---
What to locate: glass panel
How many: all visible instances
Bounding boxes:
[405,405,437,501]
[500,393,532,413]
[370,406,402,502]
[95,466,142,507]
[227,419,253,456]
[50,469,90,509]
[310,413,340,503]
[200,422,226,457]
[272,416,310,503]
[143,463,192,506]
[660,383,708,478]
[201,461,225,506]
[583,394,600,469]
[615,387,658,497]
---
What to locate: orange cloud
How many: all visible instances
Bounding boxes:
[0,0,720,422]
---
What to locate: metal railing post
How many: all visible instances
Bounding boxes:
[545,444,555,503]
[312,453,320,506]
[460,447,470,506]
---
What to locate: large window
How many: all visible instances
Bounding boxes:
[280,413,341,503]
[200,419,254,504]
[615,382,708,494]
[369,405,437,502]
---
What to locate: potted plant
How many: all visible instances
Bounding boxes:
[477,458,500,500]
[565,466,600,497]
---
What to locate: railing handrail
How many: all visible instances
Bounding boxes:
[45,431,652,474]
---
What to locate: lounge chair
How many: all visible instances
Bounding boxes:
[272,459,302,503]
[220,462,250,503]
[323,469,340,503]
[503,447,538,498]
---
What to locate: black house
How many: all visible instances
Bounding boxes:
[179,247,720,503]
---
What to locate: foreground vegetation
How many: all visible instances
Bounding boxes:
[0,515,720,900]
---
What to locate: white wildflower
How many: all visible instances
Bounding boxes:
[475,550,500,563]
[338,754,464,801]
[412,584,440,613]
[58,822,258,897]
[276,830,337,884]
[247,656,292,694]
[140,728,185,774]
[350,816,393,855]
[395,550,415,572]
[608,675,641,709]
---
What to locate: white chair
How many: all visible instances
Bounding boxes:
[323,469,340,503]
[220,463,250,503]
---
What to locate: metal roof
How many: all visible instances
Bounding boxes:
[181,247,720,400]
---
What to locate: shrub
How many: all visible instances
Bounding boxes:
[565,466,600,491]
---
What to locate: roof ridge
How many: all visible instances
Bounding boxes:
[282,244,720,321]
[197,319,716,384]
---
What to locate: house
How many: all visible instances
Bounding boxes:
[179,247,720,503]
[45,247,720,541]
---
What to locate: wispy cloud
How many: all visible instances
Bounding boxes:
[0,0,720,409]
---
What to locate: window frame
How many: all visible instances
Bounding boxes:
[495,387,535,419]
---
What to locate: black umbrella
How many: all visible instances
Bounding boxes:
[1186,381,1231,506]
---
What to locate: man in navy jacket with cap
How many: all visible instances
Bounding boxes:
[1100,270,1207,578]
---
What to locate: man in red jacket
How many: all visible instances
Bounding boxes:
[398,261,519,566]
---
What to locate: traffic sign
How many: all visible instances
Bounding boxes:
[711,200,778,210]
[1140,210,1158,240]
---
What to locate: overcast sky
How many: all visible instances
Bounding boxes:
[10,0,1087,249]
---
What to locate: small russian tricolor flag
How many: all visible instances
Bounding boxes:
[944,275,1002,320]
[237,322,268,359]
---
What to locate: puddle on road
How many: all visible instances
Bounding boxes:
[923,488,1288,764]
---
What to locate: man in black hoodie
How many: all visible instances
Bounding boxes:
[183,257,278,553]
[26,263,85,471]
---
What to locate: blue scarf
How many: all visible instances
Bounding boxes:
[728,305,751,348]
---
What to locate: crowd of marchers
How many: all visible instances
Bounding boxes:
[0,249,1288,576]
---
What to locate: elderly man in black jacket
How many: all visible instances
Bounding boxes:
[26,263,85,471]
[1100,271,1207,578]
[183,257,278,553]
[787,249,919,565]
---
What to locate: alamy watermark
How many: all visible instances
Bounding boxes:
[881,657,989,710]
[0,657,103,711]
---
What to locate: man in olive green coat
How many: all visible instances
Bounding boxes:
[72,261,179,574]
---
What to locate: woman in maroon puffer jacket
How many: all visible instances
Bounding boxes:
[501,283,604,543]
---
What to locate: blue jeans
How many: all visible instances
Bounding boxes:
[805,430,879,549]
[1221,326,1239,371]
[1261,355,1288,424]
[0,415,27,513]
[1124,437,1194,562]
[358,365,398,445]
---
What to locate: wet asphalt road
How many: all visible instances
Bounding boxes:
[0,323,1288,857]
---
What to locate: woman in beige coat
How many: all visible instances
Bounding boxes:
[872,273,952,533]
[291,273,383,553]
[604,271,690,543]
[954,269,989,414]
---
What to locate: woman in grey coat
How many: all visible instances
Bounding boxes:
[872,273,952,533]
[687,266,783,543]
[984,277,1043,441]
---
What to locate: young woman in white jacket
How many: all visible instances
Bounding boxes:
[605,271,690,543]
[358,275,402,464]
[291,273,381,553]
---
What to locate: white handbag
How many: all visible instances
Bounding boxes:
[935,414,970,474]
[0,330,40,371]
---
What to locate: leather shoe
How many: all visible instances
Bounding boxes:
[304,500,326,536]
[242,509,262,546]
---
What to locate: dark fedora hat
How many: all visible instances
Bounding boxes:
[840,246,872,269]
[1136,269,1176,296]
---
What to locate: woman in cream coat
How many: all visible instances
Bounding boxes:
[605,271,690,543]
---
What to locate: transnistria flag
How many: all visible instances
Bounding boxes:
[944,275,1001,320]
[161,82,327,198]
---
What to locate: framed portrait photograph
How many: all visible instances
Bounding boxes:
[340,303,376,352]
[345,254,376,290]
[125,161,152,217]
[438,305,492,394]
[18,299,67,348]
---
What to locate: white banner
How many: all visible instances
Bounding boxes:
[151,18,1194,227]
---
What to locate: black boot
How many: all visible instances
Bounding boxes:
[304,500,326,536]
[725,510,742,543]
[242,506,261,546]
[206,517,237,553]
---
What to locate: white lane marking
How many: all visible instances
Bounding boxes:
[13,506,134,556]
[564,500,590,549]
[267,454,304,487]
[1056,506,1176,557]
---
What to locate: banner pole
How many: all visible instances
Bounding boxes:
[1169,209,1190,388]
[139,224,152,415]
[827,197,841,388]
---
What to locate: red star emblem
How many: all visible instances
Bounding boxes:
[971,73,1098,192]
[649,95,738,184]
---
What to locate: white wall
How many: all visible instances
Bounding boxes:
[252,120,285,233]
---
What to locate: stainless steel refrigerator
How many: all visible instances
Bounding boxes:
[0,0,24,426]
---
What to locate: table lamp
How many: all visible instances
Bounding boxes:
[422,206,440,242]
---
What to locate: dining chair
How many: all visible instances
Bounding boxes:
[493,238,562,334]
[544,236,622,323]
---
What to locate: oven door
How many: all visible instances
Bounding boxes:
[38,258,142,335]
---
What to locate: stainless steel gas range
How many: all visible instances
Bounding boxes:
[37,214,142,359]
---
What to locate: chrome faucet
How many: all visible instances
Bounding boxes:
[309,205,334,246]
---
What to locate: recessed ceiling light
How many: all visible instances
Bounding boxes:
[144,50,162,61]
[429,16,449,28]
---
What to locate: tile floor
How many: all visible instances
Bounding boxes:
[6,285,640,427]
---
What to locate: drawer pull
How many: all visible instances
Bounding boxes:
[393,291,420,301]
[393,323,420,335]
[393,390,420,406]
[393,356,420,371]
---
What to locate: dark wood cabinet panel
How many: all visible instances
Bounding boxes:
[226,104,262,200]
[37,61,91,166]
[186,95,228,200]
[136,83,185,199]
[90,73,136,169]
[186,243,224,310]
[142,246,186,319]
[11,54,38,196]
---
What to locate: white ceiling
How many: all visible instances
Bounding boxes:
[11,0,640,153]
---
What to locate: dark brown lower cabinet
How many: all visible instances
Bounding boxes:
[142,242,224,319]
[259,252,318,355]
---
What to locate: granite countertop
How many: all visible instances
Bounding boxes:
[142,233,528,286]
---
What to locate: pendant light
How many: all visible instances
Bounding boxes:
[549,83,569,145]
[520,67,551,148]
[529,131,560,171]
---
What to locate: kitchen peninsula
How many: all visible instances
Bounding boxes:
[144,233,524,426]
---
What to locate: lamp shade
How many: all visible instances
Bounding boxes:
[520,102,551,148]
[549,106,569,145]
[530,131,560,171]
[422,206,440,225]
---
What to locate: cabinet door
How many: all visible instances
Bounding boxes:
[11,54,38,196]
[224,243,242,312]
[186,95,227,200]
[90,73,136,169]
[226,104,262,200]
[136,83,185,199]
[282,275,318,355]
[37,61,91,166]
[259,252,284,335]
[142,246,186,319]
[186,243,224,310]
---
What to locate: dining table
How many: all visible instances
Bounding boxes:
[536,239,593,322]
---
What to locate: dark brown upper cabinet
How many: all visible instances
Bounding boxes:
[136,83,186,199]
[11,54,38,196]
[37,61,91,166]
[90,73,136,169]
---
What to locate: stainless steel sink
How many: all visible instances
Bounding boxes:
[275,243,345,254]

_Task objective_
Please write out, unchanged, the lines from the very first one above down to the line with "[460,447,470,506]", including both of those lines.

_Solution to the exercise_
---
What to locate: glass panel
How many: all visible instances
Bounding boxes:
[405,405,437,501]
[500,393,532,413]
[370,406,402,502]
[95,466,142,507]
[227,419,253,456]
[50,469,90,509]
[310,413,340,503]
[200,422,226,457]
[272,416,310,503]
[143,463,192,506]
[660,383,708,478]
[201,461,225,506]
[583,394,600,469]
[615,387,658,497]
---
What to locate: orange cloud
How many: all visible instances
Bounding boxes:
[0,0,720,422]
---
What to locate: metal railing post
How many: all visible instances
Bounding boxes:
[545,444,555,503]
[312,453,320,506]
[460,447,470,506]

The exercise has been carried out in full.